**What you should do**. Repeat the entries exactly as they are written.

(Beginning of Data in this exercise)

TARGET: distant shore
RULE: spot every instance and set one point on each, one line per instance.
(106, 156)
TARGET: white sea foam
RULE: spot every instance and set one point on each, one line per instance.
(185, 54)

(End of Data in this exercise)

**Written answer**.
TARGET: distant shore
RULE: spot every instance and set one point on each, one line per instance.
(106, 156)
TARGET: white sea foam
RULE: spot every instance and set one point on each, one line per instance.
(185, 54)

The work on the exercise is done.